+++ RECORD EXTRACTS
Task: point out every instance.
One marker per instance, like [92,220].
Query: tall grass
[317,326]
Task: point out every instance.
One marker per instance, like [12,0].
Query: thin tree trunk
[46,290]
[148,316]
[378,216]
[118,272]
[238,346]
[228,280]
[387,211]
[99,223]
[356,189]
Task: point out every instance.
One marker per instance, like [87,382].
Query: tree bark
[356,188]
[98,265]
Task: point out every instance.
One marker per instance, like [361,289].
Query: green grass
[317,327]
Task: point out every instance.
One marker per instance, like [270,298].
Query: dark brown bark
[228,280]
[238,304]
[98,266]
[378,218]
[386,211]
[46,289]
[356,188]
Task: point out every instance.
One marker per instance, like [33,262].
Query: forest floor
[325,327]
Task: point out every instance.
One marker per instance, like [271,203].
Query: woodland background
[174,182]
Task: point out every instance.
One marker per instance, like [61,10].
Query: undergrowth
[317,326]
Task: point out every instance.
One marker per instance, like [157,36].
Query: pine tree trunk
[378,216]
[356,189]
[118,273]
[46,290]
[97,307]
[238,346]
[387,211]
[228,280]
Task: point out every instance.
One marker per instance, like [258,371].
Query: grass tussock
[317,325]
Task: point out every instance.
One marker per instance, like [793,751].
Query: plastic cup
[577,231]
++++++
+++ RECORD EXTRACTS
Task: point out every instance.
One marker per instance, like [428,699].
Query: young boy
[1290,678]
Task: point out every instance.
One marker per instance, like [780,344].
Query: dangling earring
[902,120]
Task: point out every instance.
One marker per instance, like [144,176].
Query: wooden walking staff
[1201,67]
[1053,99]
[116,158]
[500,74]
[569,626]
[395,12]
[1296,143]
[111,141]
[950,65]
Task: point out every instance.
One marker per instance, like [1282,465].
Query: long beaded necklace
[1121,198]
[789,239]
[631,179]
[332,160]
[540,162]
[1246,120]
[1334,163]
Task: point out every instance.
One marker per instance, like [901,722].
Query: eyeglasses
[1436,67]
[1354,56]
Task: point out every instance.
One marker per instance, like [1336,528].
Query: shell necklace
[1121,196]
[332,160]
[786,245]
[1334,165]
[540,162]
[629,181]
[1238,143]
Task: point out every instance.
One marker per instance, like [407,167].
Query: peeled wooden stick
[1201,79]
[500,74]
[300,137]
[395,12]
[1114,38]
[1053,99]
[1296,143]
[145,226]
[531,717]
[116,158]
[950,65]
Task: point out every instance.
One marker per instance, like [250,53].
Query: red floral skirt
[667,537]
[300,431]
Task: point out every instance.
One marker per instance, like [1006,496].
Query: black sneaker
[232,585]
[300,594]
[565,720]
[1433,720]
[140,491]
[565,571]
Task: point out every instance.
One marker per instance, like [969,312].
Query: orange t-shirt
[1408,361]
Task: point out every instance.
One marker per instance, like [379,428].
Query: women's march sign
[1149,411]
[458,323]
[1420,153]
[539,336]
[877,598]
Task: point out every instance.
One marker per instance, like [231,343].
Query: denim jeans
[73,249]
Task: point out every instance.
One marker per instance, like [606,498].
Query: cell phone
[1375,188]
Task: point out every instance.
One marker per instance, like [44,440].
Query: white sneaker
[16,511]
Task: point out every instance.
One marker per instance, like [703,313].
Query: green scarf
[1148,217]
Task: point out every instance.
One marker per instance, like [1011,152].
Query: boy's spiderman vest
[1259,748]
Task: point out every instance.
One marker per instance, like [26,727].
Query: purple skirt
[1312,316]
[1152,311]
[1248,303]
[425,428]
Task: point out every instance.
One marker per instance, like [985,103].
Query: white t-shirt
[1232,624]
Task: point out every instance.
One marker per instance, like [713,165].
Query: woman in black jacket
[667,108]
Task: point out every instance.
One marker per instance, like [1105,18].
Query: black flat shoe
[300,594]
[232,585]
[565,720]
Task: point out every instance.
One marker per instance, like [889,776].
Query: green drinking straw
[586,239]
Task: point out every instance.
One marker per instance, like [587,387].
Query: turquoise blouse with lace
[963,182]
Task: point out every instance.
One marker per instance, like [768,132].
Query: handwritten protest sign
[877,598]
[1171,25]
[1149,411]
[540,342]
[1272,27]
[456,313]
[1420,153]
++++++
BRIEF
For this exercise, output exactly the lines above from the line with "Query: wooden walking staff" to the line with "One marker per instance, like [407,167].", counting both, and leave out the rest.

SOLUTION FOR THIS PROBLEM
Query: wooden walking staff
[1201,67]
[1053,99]
[116,158]
[500,74]
[569,626]
[395,12]
[1296,143]
[111,141]
[950,65]
Task: point out every instance.
One marker per instance, like [1282,465].
Query: long beaded necklace
[1121,198]
[789,239]
[631,179]
[332,160]
[540,162]
[1246,120]
[1334,163]
Task: point out every instance.
One marker per instance, like [901,722].
Query: eyeglasses
[1436,67]
[1354,56]
Task: point out every instance.
One marker per instance, like [1336,528].
Query: shell necklace
[1121,196]
[332,160]
[786,245]
[1334,165]
[540,162]
[629,181]
[1238,143]
Task: point out every instance.
One marker per instance, like [407,167].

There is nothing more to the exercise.